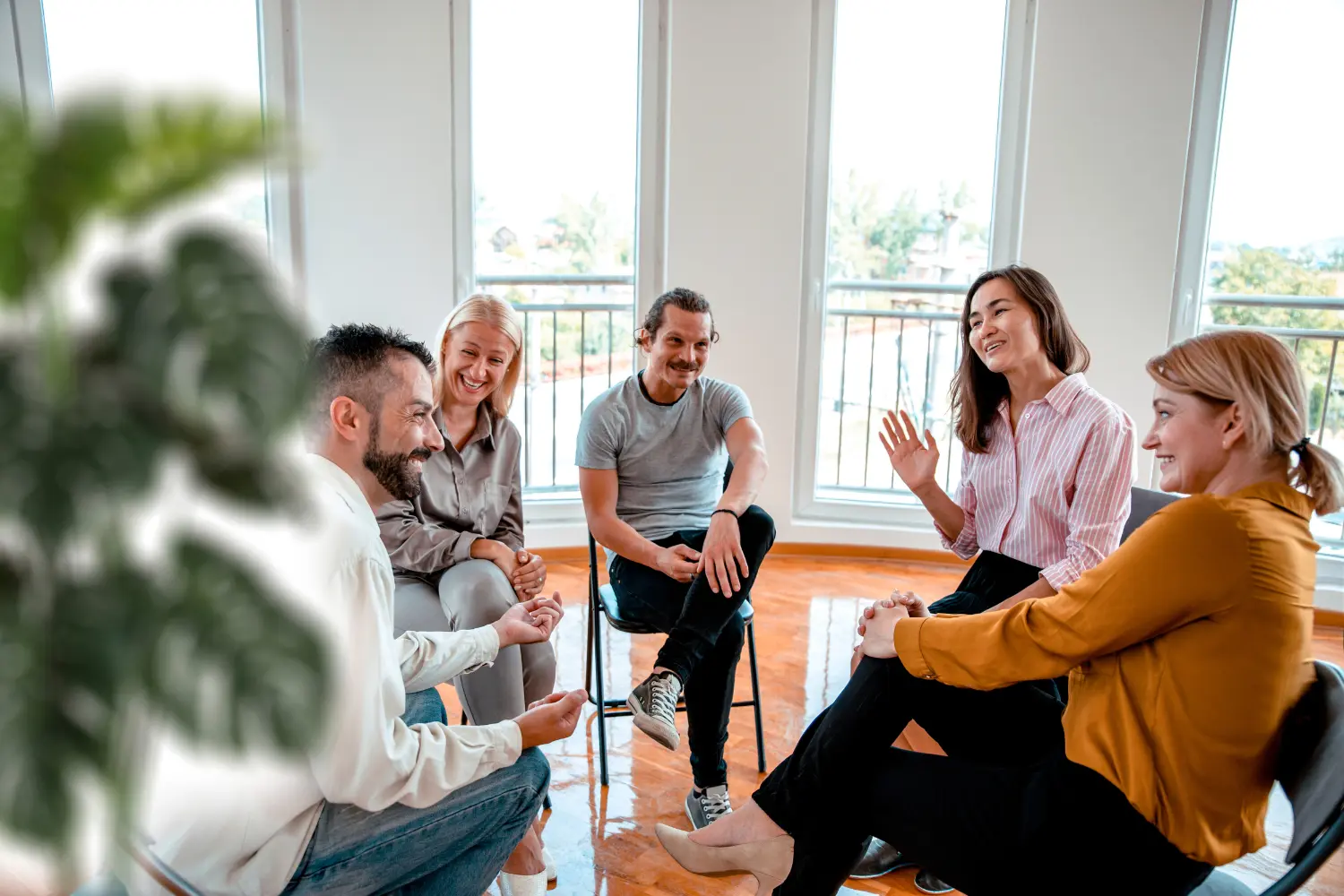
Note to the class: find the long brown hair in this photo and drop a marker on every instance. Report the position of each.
(1261, 375)
(976, 390)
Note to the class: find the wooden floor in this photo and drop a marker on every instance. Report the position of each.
(806, 608)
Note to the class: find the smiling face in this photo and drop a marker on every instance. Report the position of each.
(680, 349)
(1191, 440)
(1003, 328)
(476, 357)
(402, 435)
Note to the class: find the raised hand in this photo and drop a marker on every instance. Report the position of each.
(914, 462)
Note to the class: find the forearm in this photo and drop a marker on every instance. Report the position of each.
(945, 512)
(1038, 589)
(749, 473)
(617, 535)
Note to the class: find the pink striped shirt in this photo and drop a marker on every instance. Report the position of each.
(1056, 495)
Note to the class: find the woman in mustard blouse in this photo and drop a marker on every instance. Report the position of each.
(1185, 649)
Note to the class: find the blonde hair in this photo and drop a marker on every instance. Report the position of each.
(494, 312)
(1257, 373)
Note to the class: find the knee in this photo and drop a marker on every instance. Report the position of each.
(757, 527)
(535, 772)
(475, 594)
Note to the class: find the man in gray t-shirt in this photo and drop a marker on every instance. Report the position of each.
(685, 541)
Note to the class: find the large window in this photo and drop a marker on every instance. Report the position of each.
(155, 48)
(914, 132)
(556, 93)
(1276, 234)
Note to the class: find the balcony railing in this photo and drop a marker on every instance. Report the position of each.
(577, 336)
(1319, 357)
(875, 359)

=====

Instructions to follow =
In the listing, rewrite the stretch from the line containing "Note to the class: find the forearm" through the line containing "(1276, 234)", changing "knee" to "elbow" and leaving everything else the same.

Task result =
Note to the class: find the forearm in this photo and drop a marker on every instance. Report the position of each.
(945, 512)
(1038, 589)
(749, 473)
(617, 535)
Note to the class: find the pink striped shirt in this photo and drop a marker on every instance. Report the position of each.
(1056, 495)
Note to the class: find the woman in mustard blouse in this photo and drop a marker on every instance. Report the position of each.
(1185, 649)
Note to the class: find the blonde hair in this photo and drop a marker on every instance. Report the position of each.
(494, 312)
(1257, 373)
Note to the class: find the elbow in this photo and drop a marker on every instance. Report the position of each.
(757, 527)
(535, 772)
(475, 594)
Note to the class: find the man in gray t-shirt in this photo and drop a marker on every instance. Report the position of each.
(685, 541)
Note to the class: find the large window in this photo and drop a marker on every instance. Report the position of each.
(155, 48)
(914, 132)
(556, 93)
(1276, 234)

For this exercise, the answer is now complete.